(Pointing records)
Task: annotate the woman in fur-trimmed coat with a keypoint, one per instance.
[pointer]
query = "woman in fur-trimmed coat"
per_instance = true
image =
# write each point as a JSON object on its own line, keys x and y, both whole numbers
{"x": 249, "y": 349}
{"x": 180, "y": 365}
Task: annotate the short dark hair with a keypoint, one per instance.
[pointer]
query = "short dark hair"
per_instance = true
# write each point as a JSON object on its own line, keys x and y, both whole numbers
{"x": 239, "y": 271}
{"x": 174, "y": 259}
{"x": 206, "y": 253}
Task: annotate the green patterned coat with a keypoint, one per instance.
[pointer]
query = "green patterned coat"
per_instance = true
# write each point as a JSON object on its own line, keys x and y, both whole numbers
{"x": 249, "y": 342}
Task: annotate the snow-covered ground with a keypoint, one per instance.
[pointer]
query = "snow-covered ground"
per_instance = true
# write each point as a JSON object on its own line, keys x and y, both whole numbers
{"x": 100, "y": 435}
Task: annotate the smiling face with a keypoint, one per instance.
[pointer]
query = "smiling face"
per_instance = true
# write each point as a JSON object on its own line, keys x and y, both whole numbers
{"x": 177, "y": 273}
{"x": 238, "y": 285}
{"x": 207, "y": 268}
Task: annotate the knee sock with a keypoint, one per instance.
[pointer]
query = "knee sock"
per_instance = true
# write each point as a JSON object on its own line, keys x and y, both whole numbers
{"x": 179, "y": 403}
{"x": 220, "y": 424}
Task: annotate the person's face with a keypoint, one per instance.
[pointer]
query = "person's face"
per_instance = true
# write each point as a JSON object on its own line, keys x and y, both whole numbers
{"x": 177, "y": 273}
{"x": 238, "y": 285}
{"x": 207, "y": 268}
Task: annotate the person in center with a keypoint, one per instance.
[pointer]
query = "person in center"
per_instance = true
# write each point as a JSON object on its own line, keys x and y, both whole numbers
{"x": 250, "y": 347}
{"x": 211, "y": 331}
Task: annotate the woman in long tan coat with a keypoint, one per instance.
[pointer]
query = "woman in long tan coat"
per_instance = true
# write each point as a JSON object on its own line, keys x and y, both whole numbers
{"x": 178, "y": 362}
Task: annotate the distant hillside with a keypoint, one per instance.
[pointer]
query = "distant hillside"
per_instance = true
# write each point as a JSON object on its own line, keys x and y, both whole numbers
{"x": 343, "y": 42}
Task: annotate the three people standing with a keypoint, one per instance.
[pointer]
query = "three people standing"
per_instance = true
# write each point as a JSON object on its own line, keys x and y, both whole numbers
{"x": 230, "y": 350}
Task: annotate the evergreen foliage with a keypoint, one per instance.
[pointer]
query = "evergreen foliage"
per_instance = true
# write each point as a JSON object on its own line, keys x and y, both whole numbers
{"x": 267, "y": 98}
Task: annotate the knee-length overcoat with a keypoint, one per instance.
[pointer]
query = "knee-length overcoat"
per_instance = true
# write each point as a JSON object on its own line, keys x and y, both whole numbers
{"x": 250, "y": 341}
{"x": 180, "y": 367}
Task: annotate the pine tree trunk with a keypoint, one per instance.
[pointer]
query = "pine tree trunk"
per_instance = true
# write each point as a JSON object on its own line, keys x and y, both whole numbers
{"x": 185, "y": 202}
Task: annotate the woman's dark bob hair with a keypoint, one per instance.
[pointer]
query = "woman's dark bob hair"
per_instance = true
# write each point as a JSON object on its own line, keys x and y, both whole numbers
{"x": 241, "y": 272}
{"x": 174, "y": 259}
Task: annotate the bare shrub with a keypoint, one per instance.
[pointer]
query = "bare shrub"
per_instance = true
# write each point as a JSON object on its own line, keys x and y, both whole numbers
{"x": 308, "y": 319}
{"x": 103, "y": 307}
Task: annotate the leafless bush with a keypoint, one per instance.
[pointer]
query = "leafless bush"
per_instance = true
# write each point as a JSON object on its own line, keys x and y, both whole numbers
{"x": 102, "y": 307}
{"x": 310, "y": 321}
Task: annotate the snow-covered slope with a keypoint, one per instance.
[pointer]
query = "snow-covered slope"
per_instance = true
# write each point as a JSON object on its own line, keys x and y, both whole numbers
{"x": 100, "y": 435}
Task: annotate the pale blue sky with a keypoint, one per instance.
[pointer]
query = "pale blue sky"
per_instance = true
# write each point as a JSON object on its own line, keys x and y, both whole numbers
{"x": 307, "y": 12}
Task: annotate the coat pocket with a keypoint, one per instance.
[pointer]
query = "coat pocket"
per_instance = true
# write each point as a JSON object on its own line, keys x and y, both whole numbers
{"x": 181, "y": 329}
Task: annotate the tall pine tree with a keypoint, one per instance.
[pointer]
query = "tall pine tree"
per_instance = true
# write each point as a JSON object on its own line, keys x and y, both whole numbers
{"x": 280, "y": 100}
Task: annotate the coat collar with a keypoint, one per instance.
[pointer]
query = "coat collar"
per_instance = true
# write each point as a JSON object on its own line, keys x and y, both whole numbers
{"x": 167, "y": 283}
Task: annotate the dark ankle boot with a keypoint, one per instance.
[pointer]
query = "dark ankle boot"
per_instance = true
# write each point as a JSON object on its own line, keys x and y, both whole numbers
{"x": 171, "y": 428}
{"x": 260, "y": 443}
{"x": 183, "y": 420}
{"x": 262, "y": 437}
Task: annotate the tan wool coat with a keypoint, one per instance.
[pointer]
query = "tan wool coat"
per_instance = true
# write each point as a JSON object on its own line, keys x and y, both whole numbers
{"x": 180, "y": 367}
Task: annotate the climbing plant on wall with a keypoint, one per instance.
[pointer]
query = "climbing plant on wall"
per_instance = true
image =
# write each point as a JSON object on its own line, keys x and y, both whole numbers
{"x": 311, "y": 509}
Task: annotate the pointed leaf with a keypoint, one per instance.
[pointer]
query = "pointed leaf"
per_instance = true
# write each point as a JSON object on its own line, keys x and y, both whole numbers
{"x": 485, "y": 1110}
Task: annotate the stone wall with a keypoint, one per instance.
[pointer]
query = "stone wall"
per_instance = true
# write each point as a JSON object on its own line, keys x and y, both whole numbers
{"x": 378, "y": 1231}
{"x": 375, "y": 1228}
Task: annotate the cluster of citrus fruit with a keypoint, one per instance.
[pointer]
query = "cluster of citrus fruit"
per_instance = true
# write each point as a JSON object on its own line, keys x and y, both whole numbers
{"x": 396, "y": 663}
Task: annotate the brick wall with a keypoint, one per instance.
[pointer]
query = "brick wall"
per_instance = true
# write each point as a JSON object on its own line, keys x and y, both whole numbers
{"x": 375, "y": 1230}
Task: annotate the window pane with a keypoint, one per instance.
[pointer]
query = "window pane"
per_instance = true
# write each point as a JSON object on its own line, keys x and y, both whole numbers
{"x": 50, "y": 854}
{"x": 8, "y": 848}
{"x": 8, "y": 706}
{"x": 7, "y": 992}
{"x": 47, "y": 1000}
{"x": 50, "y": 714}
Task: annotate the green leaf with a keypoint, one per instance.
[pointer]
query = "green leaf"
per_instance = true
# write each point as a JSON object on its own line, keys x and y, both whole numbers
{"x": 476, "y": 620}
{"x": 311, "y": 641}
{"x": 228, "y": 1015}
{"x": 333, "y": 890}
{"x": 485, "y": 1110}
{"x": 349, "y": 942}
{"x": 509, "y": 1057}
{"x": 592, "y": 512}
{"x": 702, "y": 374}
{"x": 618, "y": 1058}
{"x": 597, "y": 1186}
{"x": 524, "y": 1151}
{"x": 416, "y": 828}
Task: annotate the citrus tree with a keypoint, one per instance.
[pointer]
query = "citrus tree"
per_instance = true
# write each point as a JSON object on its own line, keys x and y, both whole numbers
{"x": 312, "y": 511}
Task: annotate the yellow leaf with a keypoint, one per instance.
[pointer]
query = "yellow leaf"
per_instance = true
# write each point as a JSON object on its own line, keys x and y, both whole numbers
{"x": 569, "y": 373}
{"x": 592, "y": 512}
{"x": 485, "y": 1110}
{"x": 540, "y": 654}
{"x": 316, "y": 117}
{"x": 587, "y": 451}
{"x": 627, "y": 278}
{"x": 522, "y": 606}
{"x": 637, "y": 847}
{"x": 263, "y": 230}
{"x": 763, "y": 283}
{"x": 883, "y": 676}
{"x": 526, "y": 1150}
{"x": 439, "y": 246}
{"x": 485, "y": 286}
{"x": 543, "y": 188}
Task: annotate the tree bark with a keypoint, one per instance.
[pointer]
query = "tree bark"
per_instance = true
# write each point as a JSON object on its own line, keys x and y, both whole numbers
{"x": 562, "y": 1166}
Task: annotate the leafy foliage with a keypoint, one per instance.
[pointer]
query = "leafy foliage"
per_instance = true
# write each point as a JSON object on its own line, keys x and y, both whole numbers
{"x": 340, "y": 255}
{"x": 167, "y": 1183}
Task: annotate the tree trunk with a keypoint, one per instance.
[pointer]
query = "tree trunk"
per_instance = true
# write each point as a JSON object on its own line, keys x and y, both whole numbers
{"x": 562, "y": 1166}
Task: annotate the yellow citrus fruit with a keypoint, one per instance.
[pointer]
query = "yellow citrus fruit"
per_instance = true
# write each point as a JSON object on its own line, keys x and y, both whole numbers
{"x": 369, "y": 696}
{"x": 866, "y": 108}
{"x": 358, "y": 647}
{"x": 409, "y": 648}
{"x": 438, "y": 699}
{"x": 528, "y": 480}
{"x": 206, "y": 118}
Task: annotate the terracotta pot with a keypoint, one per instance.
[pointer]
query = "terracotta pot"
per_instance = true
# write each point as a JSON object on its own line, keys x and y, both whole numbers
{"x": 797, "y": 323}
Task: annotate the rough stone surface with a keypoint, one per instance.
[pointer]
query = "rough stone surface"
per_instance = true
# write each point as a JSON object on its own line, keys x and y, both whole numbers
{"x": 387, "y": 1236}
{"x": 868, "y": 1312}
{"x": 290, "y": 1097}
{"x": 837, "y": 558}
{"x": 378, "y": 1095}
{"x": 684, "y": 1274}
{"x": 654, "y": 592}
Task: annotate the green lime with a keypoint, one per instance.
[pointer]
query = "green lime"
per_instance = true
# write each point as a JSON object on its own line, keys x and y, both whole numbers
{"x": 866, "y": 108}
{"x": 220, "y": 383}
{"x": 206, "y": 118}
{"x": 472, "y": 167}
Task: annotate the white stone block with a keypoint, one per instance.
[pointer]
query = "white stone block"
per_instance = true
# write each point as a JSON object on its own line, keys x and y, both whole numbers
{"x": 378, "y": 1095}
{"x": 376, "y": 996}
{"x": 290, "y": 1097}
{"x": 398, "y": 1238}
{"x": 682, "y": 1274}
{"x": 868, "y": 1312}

WHAT YOU SHOULD DO: Please reproduce, with no changes, the stretch of the records above from the line containing "Task: annotate the white" through the end of the records.

OUTPUT FOR THIS EXERCISE:
Task: annotate the white stone block with a keypoint, one per instance.
[pointer]
query = "white stone block"
per_instance = true
# write each point as a JSON object on its own line, keys x and y, both whole numbers
{"x": 378, "y": 1095}
{"x": 376, "y": 996}
{"x": 290, "y": 1097}
{"x": 398, "y": 1238}
{"x": 682, "y": 1274}
{"x": 868, "y": 1312}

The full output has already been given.